>> START

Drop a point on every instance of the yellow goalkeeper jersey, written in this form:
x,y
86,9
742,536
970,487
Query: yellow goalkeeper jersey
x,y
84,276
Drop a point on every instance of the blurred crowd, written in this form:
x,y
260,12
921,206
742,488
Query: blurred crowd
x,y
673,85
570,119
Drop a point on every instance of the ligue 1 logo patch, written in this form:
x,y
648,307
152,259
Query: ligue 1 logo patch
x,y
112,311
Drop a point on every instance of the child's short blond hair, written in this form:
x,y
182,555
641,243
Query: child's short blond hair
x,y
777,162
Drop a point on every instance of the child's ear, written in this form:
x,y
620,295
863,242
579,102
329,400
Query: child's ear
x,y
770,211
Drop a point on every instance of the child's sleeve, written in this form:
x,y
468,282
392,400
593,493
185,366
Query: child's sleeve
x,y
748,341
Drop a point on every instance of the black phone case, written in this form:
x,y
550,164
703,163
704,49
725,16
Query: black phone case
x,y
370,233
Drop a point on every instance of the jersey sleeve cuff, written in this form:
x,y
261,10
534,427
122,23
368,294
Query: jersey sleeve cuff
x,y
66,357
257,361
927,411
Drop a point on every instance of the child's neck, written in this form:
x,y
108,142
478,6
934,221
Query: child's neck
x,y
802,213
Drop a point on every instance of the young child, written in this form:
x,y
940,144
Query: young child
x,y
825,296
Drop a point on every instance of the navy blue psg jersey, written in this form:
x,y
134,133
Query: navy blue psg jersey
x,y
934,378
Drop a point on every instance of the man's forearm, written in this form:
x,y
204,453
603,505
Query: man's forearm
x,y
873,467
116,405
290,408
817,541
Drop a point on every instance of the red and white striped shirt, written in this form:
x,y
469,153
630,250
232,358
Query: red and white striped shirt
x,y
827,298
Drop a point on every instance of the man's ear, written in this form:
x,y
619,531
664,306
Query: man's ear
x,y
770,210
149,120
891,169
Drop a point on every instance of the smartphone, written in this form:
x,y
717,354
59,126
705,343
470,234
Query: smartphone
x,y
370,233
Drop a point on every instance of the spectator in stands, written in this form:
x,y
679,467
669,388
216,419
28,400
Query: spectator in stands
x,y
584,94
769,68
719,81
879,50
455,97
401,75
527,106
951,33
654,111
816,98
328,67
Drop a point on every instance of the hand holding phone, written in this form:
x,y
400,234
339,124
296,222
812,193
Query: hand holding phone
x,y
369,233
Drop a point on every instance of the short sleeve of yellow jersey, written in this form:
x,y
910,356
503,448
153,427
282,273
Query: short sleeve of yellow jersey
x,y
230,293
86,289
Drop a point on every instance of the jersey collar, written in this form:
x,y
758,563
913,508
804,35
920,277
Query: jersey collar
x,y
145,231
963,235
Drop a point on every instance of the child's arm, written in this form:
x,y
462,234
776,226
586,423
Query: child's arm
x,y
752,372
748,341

>> END
>> START

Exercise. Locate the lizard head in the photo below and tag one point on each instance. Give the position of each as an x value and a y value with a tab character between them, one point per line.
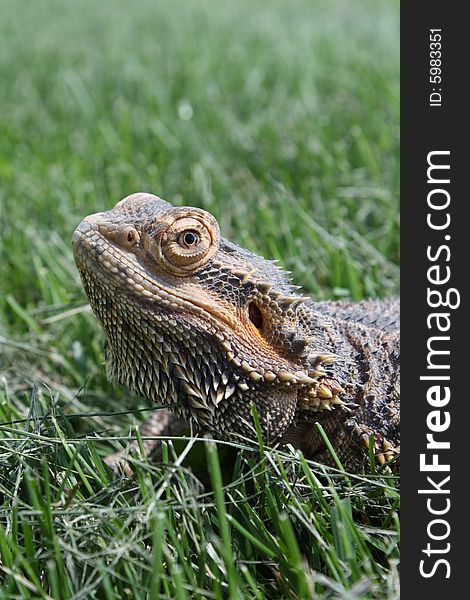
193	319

>> END
>> START

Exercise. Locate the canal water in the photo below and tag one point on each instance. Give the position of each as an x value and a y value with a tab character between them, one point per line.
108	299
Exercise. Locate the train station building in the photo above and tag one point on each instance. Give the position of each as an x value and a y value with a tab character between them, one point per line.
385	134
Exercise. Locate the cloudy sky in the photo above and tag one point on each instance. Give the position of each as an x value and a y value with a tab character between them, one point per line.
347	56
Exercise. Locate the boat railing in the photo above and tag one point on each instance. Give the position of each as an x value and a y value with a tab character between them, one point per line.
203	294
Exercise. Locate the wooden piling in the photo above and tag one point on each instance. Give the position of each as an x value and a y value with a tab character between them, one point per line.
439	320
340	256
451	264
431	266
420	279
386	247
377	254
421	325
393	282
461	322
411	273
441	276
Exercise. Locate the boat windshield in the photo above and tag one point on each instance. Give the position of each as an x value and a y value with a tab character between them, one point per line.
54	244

>> END

Which lines above contain the word "shirt"? Locate each one and copy it out in full.

Solution below:
Drop a point on every instance of the red and white striped shirt, written in this form:
Query: red and white striped shirt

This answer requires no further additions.